#### TEXT SECTION ####
The Black Diamond City Council’s past is back to haunt them in a new lawsuit against the city and mayor.
Jane Koler, Anne Bremner and Daniel Glenn filed the lawsuit with the King County Superior Court April 4.
The history behind this case is long, with a large cast of characters, but the lawsuit itself seems straightforward — Koler, Bremner and Glenn claim they were legally hired by the previous Black Diamond City Council, but were never paid.
According to the complaint, Koler billed the city more than $31,000 for her work; Bremner, close to $46,000; and Glenn, nearly $14,000.
“At this point in time we seek solely to be paid. It is most unusual for the mayor to refuse to make payments due under a contract approved by city council,” which has contracting authority under state law, Koler wrote in an email interview. “And it is surprising that the city attorney would defend that decision. Black Diamond is a very unusual city.”
Additionally, Koler, Bremner and Glenn want the court to rule that state law allows the city council the ability to approve contracts.
In its response, filed May 17, the city argues the previous council went beyond their legal authority to approve their contracts, at least in part because former Councilwoman Pat Pepper’s name is on the contracts, not Mayor Carol Benson’s.
“The key issue… is whether state law allows city councilmembers to select their own, separate attorneys and execute contracts with those persons at city expense,” Benson wrote in an email interview.
According to its response to the lawsuit, the city believes if Koler, Bremner and Glenn want payment, they should file a suit against Pepper and Morgan, “who were Plaintiffs’ true clients,” documents allege.
The trial date is tentatively set for March 30, 2020, according to a court schedule.
The events leading up to this lawsuit stem back at least three years, when developer Oakpointe and the city of Black Diamond were dueling against then-Councilmembers Erika Morgan, Brian Weber, and Pepper — who formed a majority on the council — over whether they violated the state’s Open Public Meetings Act.
####
__TASKS FOR THIS EXERCISE__.
**1.** When is the trial in the Black Diamond lawsuit article tentatively set to begin?
**2.** Quote the lawsuit article word for word, starting with "The events leading" and going on through "Public Meetings Act.".
#### DATA PROVIDED ####
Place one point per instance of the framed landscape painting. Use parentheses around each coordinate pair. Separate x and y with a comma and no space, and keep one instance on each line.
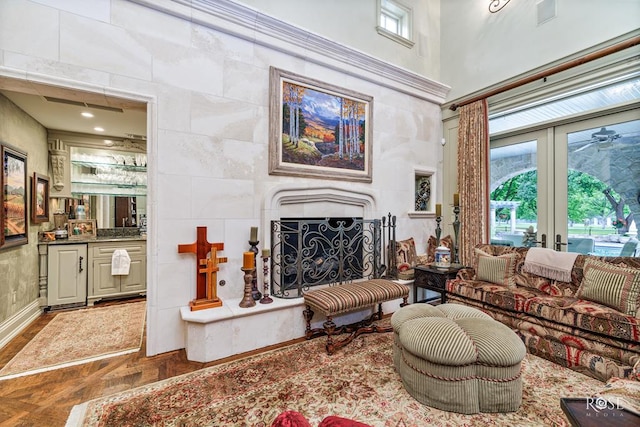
(318,130)
(14,191)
####
__ANSWERS BY TASK__.
**1.** March 30, 2020

**2.**
The events leading up to this lawsuit stem back at least three years, when developer Oakpointe and the city of Black Diamond were dueling against then-Councilmembers Erika Morgan, Brian Weber, and Pepper — who formed a majority on the council — over whether they violated the state’s Open Public Meetings Act.